SOURCE EXTRACT:
- Opening Delimiter -

(Forbes) As the pandemic worsens in the United States, billionaire activist investor Bill Ackman thinks the next three to four months could be terrible for the economic recovery, but once a vaccine becomes widely available, the founder of Pershing Square Capital Management expects boom times for the economy, he said at Forbes’ Wealth Management Summit.
Pointing to worrying factors like a near-nationwide increase in the positive-test rate for coronavirus, Ackman says the next several months are “going to be ugly” for the pandemic and “challenging” for the economy, particularly in states like New York, where many businesses will likely be forced to halt their outdoor operations during the colder months.
But a promising macroeconomic and policy environment should help bolster growth once a vaccine becomes widely available, Ackman notes, citing a likely accommodating Federal Reserve, a split Congress to keep policy moderate, lower rents and a huge surge in pent-up savings amid the pandemic.
Industries that should boom the most include a few that tanked the worst, notes Ackman, namely hospitality and dining; the Dow Jones U.S. Hotel & Lodging is still down more than 40% this year despite a recent uptick, while the S&P Food & Beverage Select Industry Index has recouped losses of nearly 25% and is now up 11% since January.
Though he expects the next three to four months to be brutal for restaurants, Ackman says well-capitalized and digitally enabled businesses like Chipotle (one of his stock favorites, up 46% this year) should still do well and that the industry as a whole will see some of its “best times” after the pandemic.

- Closing Delimiter -

TASK INSTRUCTIONS:
1: Duplicate the passage from the article on Bill Ackman's economic outlook, starting with "But a promising" and going on through "11% since January.".
2: Pick up the article on Bill Ackman's economic outlook after its final sentence and write what comes next.

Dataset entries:
- Opening Delimiter -

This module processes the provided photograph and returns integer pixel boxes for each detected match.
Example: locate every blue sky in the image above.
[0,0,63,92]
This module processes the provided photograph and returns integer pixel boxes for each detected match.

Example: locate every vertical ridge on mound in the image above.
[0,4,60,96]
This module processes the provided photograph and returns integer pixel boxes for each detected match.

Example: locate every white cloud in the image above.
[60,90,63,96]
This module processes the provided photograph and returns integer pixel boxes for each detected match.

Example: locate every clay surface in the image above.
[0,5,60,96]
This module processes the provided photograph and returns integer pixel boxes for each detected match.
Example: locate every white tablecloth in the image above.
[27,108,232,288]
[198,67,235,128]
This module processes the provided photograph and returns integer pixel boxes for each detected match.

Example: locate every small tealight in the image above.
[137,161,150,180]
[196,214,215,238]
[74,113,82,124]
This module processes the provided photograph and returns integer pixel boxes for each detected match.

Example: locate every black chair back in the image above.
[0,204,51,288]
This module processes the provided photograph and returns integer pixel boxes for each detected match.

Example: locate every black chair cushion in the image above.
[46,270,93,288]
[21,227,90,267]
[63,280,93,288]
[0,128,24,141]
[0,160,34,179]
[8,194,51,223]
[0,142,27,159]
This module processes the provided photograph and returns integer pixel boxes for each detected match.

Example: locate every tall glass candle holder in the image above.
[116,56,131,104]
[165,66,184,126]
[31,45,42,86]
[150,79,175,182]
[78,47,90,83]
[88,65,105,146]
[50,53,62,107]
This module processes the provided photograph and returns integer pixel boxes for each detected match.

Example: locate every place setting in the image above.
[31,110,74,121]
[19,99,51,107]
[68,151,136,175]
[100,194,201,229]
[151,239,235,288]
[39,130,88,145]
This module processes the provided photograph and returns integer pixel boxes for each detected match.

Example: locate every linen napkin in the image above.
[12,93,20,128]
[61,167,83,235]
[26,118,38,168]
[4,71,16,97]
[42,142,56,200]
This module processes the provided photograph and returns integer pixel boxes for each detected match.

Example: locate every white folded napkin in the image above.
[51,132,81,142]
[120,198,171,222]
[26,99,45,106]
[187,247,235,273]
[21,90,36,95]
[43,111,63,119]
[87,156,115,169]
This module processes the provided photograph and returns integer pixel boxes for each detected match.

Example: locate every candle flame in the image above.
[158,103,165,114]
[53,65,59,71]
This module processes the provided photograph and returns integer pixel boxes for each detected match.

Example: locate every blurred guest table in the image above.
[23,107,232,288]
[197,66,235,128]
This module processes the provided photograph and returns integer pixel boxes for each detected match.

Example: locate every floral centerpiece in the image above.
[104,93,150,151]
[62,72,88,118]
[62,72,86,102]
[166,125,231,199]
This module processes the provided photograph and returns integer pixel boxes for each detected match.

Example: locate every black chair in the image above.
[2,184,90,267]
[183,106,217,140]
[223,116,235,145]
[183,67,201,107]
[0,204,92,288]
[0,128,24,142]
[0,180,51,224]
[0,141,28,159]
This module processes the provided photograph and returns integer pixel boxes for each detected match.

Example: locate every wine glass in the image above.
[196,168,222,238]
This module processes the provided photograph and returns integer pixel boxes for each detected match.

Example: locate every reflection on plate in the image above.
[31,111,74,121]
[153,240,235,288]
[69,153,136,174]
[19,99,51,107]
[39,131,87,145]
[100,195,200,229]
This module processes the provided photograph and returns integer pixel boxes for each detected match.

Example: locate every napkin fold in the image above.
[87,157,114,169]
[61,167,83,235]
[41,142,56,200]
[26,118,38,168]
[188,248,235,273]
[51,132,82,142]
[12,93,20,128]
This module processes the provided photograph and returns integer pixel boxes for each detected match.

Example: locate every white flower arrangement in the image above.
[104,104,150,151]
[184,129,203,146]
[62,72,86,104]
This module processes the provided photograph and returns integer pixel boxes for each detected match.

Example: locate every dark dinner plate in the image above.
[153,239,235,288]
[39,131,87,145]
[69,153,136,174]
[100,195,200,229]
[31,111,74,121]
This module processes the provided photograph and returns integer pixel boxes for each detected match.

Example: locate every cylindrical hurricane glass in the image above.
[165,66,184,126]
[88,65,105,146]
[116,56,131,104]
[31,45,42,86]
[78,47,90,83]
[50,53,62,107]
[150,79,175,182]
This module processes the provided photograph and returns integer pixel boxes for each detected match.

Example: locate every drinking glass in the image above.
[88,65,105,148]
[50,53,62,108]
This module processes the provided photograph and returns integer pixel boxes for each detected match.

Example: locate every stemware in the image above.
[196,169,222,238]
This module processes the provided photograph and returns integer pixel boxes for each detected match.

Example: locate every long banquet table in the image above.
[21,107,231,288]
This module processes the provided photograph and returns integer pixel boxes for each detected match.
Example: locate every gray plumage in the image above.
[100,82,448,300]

- Closing Delimiter -

SOLVED PROBLEMS:
1:
But a promising macroeconomic and policy environment should help bolster growth once a vaccine becomes widely available, Ackman notes, citing a likely accommodating Federal Reserve, a split Congress to keep policy moderate, lower rents and a huge surge in pent-up savings amid the pandemic.
Industries that should boom the most include a few that tanked the worst, notes Ackman, namely hospitality and dining; the Dow Jones U.S. Hotel & Lodging is still down more than 40% this year despite a recent uptick, while the S&P Food & Beverage Select Industry Index has recouped losses of nearly 25% and is now up 11% since January.

2:
Ackman’s restaurant holdings also include Burger King and Popeye’s parent Restaurant Brands and Starbucks—both of which he foresees (with Chipotle) will still be looking to expand their real estate footprints after the pandemic; Restaurant Brands shares are down 11% this year, while Starbucks is up 6%.
The surge in post-pandemic business should also be a boon to senior care and pharmaceuticals, adds Ackman, who left the summit with one final piece of advice: Though the economic disparity between Wall Street and Main Street has widened during the pandemic, the light shed on digital business efficiency and eager consumers should make the post-Covid world a great time for entrepreneurs to start businesses.
“There’s a lot of pent-up savings that’s been built up over the course of the year that hasn’t been spent,” says Ackman of his bullish outlook. “People are going to want to come out of this, and say, ‘Let’s seize the day.’ I think there’ll be an explosion in travel, in people eating out and wanting to live their lives . . . so the combination of those factors could lead to some pretty, hopefully, explosive growth coming out of this, and that would be a nice way to leave this behind us.”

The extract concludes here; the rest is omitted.